◆ INSTRUCTION:
Please copy the material below with every "locate" switched to "find" and everything else unchanged, leaving out the pictures.

◆ MATERIAL PROVIDED:
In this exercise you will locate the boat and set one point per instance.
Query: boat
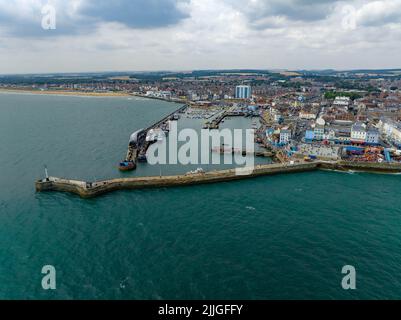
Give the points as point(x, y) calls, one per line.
point(142, 158)
point(127, 166)
point(195, 172)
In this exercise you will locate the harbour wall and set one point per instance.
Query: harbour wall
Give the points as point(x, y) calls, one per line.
point(90, 190)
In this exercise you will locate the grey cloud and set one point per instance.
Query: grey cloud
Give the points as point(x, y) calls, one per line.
point(135, 13)
point(144, 14)
point(259, 13)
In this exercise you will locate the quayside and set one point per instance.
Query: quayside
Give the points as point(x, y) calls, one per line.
point(93, 189)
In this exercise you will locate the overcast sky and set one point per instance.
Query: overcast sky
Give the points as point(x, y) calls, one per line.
point(137, 35)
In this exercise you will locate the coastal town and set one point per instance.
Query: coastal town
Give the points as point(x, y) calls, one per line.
point(301, 116)
point(302, 122)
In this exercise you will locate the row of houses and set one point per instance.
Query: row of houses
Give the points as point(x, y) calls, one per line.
point(358, 133)
point(390, 129)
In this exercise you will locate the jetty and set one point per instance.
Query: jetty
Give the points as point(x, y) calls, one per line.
point(94, 189)
point(139, 145)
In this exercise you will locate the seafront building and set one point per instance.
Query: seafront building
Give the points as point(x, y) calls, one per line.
point(243, 92)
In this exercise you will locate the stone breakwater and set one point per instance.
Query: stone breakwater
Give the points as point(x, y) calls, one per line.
point(90, 190)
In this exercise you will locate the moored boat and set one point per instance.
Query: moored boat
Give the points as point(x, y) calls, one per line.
point(127, 166)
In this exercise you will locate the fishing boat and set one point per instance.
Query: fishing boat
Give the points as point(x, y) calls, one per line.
point(142, 158)
point(127, 166)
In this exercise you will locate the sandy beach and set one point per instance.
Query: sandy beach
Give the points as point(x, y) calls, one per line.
point(66, 92)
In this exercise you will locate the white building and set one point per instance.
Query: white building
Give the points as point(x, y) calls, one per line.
point(243, 92)
point(319, 129)
point(391, 129)
point(372, 136)
point(342, 101)
point(358, 132)
point(285, 136)
point(307, 115)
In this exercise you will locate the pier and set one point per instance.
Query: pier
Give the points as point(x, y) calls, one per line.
point(140, 145)
point(94, 189)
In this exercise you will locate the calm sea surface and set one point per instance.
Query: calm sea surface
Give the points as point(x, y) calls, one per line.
point(285, 236)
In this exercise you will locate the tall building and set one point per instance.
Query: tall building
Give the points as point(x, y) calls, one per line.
point(243, 92)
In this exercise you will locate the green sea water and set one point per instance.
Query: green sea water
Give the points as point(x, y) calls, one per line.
point(278, 237)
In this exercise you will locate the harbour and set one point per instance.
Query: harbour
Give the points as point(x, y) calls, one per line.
point(94, 189)
point(309, 222)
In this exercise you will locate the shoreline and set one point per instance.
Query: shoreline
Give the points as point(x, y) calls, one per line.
point(66, 93)
point(90, 190)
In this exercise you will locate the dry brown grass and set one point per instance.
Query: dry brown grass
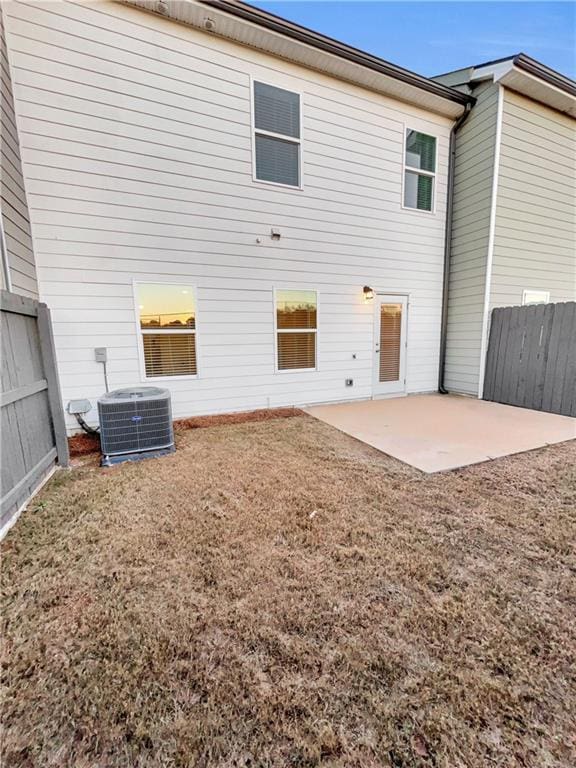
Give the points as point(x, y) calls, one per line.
point(277, 594)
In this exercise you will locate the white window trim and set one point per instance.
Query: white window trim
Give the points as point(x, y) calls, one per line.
point(273, 135)
point(275, 290)
point(408, 168)
point(526, 291)
point(143, 332)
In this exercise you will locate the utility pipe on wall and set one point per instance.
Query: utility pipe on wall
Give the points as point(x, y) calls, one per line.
point(448, 245)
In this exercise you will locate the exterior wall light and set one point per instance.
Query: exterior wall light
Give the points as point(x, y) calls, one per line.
point(368, 293)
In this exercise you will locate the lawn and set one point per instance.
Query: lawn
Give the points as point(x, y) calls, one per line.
point(278, 594)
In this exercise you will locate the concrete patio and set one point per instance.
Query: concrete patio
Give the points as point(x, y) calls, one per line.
point(440, 432)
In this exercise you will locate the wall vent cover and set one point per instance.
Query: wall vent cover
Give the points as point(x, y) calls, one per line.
point(135, 422)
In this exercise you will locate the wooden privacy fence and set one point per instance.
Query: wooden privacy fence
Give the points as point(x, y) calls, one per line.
point(33, 430)
point(531, 359)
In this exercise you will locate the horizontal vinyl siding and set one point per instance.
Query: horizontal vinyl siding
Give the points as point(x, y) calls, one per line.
point(535, 238)
point(471, 222)
point(14, 207)
point(136, 138)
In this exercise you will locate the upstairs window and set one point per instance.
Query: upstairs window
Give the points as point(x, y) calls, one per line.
point(296, 329)
point(167, 321)
point(419, 171)
point(277, 140)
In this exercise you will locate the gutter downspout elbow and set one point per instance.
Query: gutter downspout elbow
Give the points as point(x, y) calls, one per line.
point(448, 246)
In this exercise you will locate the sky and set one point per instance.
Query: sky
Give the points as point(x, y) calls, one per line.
point(435, 37)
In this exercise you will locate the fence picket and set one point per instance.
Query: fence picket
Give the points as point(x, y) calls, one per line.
point(531, 357)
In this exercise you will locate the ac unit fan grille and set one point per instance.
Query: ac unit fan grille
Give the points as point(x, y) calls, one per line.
point(132, 426)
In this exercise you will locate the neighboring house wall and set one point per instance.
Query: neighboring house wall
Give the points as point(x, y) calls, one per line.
point(471, 226)
point(138, 156)
point(13, 204)
point(535, 236)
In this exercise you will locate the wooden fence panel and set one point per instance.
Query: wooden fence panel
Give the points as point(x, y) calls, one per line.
point(531, 358)
point(33, 431)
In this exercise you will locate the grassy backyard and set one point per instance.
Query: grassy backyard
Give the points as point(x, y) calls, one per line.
point(277, 594)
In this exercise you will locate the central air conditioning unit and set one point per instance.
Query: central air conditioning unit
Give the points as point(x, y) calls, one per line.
point(135, 423)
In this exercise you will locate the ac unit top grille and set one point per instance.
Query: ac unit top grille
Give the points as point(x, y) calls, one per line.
point(135, 420)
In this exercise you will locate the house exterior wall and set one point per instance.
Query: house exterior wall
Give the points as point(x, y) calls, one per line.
point(473, 181)
point(13, 204)
point(535, 234)
point(137, 147)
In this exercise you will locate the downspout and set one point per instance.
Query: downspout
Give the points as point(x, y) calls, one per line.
point(448, 245)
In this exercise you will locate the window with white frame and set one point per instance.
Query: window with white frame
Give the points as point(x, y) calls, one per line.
point(419, 171)
point(535, 297)
point(296, 329)
point(277, 140)
point(167, 321)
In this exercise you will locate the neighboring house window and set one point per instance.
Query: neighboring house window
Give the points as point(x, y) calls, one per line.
point(535, 297)
point(296, 330)
point(167, 321)
point(419, 171)
point(277, 140)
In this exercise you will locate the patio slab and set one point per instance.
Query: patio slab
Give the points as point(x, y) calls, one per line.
point(441, 432)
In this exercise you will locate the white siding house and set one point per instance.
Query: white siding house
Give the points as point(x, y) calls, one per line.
point(514, 213)
point(139, 149)
point(18, 271)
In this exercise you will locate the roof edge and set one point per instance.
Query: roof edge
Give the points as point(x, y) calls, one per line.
point(329, 45)
point(550, 76)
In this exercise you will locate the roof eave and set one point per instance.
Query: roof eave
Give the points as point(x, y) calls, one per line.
point(258, 29)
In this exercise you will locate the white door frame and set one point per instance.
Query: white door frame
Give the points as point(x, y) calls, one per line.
point(389, 388)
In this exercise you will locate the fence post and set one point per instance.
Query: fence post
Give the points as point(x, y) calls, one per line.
point(48, 351)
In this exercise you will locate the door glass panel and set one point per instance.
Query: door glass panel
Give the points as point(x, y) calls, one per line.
point(390, 341)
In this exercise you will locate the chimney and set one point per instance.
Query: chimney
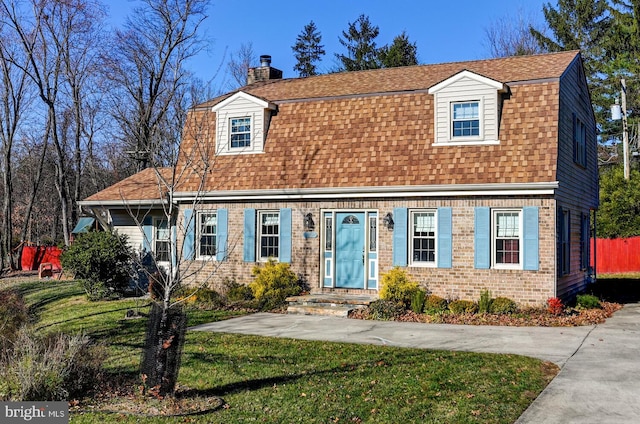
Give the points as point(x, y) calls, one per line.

◆ ANSWER BELOW:
In this exercise you will find the boat and set one point per instance.
Query: boat
Give the points as point(x, y) calls, one per line.
point(142, 158)
point(127, 166)
point(195, 172)
In this exercise you will find the harbour wall and set one point per instance.
Query: harbour wall
Give the points as point(x, y) calls, one per line.
point(90, 190)
In this exercise you will find the grey cloud and set one point per instance.
Query: grey cloud
Give the points as point(x, y) calls, one per line.
point(135, 13)
point(144, 14)
point(259, 13)
In this exercise you will find the quayside and set one point per instance.
Query: quayside
Give the points as point(x, y) calls, one per line.
point(93, 189)
In this exercise you will find the overcast sky and set one point per instance.
Query: overcast sky
Give the points as point(x, y) calls, one per line.
point(137, 35)
In this exercise you will find the coastal town and set one point per instance.
Query: coastal town
Give the points as point(x, y) calls, one per line.
point(301, 116)
point(302, 122)
In this exercise you will find the row of houses and set one point per instance.
Query: row of houses
Give the points as point(x, y) calls, one per line.
point(358, 133)
point(390, 129)
In this exercise you will find the jetty and set one point per instance.
Query: jetty
Give the points as point(x, y) calls, one per line.
point(94, 189)
point(139, 145)
In this exercise you will find the seafront building and set one point per instance.
Query: seafront building
Give the points as point(x, y) calls, one per line.
point(243, 92)
In this exercise you will find the stone breakwater and set one point per instance.
Query: stone breakwater
Give the points as point(x, y) calls, one per line.
point(90, 190)
In this exercise you will find the moored boat and set one point per instance.
Query: moored boat
Give the points as point(x, y) calls, one per line.
point(127, 166)
In this exercise you will find the fishing boat and set one point per instance.
Query: fishing boat
Give the points as point(x, y) calls, one per line.
point(142, 158)
point(127, 166)
In this exercise you will find the sandy beach and set one point per instance.
Query: sandy beach
Give the points as point(x, y) calls, one per line.
point(66, 92)
In this exercise you will find the white building and set one point per instance.
Query: white building
Give the points as point(x, y) calls, one per line.
point(243, 92)
point(319, 129)
point(391, 129)
point(372, 136)
point(342, 101)
point(358, 132)
point(285, 136)
point(307, 115)
In this exercise you will find the pier and set one point per instance.
Query: pier
Give the points as point(x, y) calls, one per line.
point(140, 145)
point(94, 189)
In this exercise you will find the calm sea surface and set one point per instance.
Query: calm sea surface
Give the points as point(x, y) calls, one per line.
point(285, 236)
In this exercise you will find the tall building and set one point per instance.
Query: tall building
Give the points as point(x, y) calls, one per line.
point(243, 92)
In this exercise you will find the green sea water and set one point per instance.
Query: green sea water
Give the points as point(x, y) calls, one per line.
point(278, 237)
In this exercise you will find the harbour and set one point per instance.
Query: harbour
Give the points as point(x, y) calls, one per line.
point(94, 189)
point(309, 222)
In this exercise you will find the shoreline and set one point per instance.
Query: shoreline
Give the points as point(x, y) calls, one per line.
point(66, 93)
point(90, 190)
In this exercise you will find the dry brown grass and set one point per instance.
Query: dry brown grass
Give the points as point(x, y) calls, one per line.
point(277, 594)
In this exercise you will find the white window trim and set one point per instance.
Query: white window trim
Give the points as point(x, y) calls, one per line.
point(273, 135)
point(275, 290)
point(408, 168)
point(526, 291)
point(143, 332)
In this exercise you will find the utility pipe on wall and set one point per instance.
Query: utility pipe on wall
Give the points as point(x, y) calls, one per line.
point(448, 245)
In this exercise you will find the exterior wall light and set one point per instance.
Query: exterior wall light
Give the points as point(x, y) calls, one per line.
point(368, 293)
In this exercise you will find the lawn and set one point per instance.
Query: lawn
Give the points as point(x, y) calls, one per line.
point(278, 594)
In this exercise you will find the concrete patio and set one point per instance.
Query: concrete patio
Give the points as point(x, y) calls, one per line.
point(440, 432)
In this exercise you will find the wall vent cover and set one point per instance.
Query: wall vent cover
Give the points as point(x, y) calls, one per line.
point(135, 422)
In this exercise you will find the wooden privacy fence and set one point per instance.
Query: wooden privacy fence
Give the points as point(x, y) calls, one per line.
point(33, 430)
point(531, 359)
In this exercise you will find the horizontal vinyl siding and set one point per instance.
Query: horizontal vinyl siding
Give the points as point(x, y) calls, one per line.
point(535, 238)
point(471, 222)
point(14, 207)
point(136, 138)
In this exercise you will find the upstairs window and set one point per instance.
Query: upstairs window
Give the points as point(x, y) calls, one per line.
point(296, 329)
point(167, 321)
point(419, 171)
point(277, 140)
In this exercise you will find the gutter downspout elbow and set one point per instance.
Query: gutter downspout elbow
Give the points as point(x, y) calls, one per line.
point(448, 246)
In this exercise you will find the sky and set one point per instance.
Query: sky
Give the points as point(x, y) calls, one per line.
point(435, 37)
In this exercise you will find the fence picket and set one point per instance.
Query: fence picket
Give the points as point(x, y) calls, one per line.
point(531, 357)
In this exercise you will find the ac unit fan grille and set one point per instance.
Query: ac unit fan grille
Give the points as point(x, y) calls, one per line.
point(132, 426)
In this exercise you will find the neighboring house wall and set one point per instance.
Query: neighboring house wall
Give the points as point(x, y) calls, one per line.
point(471, 226)
point(138, 156)
point(13, 204)
point(535, 236)
In this exercise you will find the wooden fence panel and set one point per instance.
Query: wooden fence panel
Give the points as point(x, y) calls, one per line.
point(531, 358)
point(33, 431)
In this exercise you will find the grassy backyard and set one point per instance.
Query: grassy backyard
Give the points as point(x, y) calls, one per line.
point(277, 594)
In this exercise you will find the central air conditioning unit and set one point per instance.
Query: central air conditioning unit
Give the points as point(x, y) calls, one per line.
point(135, 423)
In this exercise you will find the ac unit top grille and set one point per instance.
Query: ac unit top grille
Give the points as point(x, y) calls, one per line.
point(135, 420)
In this exercise you will find the house exterior wall and set one point per instance.
Query: house exterior wall
Give the points as point(x, y) calls, one per line.
point(473, 181)
point(13, 204)
point(535, 234)
point(137, 147)
In this exercise you will find the downspout and set one point per instance.
Query: downspout
Give the points as point(x, y) calls, one per line.
point(448, 245)
In this exercise you will find the window with white frame and set one point per instance.
Query: window with white frame
Give the points as point(x, y) calls, one per line.
point(419, 171)
point(535, 297)
point(296, 329)
point(277, 140)
point(167, 321)
In this exercise you will find the neighboring house window and set one point per instance.
Query: neighboring house window
Give the points as point(x, y) calls, one per line.
point(535, 297)
point(296, 330)
point(167, 321)
point(419, 171)
point(277, 140)
In this exercise you will find the patio slab and set one point per instance.
Query: patio slab
Give the points as point(x, y) calls, one per line.
point(441, 432)
In this exercise you will find the white siding house and set one point per instance.
Query: white siding house
Give the points as point(x, y) calls, one per line.
point(514, 213)
point(139, 149)
point(18, 271)
In this exercise you will find the roof edge and set one point per instance.
Query: roof edge
Give the points as point(x, y) calls, one per line.
point(329, 45)
point(550, 76)
In this exercise you will find the roof eave and set one point per instance.
Query: roof eave
Give the points as point(x, y) calls, one per line.
point(258, 29)
In this exercise you will find the white door frame and set one point per instance.
Query: white door frame
Give the points as point(x, y) calls, one per line.
point(389, 388)
In this exercise you will find the fence post and set one point per instance.
Query: fence post
Give the points as point(x, y) calls, one per line.
point(48, 351)
In this exercise you will find the door glass panel and set one point per instance.
Query: door glass panel
Give the points as point(x, y) calls, one per line.
point(390, 341)
In this exercise you will find the chimney and set one point per instance.
Query: chimney
Give the points as point(x, y) calls, one per line.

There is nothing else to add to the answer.